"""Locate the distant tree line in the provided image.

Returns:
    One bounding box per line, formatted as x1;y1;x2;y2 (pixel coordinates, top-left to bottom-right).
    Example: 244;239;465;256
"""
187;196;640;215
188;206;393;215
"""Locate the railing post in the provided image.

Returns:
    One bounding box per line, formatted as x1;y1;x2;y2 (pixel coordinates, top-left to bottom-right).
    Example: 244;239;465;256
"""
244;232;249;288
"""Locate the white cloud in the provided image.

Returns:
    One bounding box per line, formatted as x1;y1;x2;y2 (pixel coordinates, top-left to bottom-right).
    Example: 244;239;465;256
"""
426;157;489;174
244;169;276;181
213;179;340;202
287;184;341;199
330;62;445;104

==================================================

Set exercise:
Edit the listing above so that every "Locate" becomes "Find", leaving all other text as it is.

Output for this task:
"""Find the distant tree line in the provided image.

Returns:
    One bounding box per line, formatted as x1;y1;x2;y2 (pixel coordinates, top-left to bottom-right).
    Example: 244;239;465;256
"""
187;196;640;215
188;206;393;215
"""Find the railing post in the provided image.

Returns:
    One bounding box per line, formatted as x1;y1;x2;y2 (pixel coordinates, top-left to bottom-right).
    Example: 244;239;465;256
"""
244;232;249;288
"""Find the white cloud in the provided image.

Returns:
    One bounding box per line, formatted as x1;y1;x2;y2 (pixel coordinates, top-left to bottom-right).
    Example: 244;239;465;256
"""
426;157;489;174
244;169;276;181
213;179;340;202
287;184;341;199
330;62;445;104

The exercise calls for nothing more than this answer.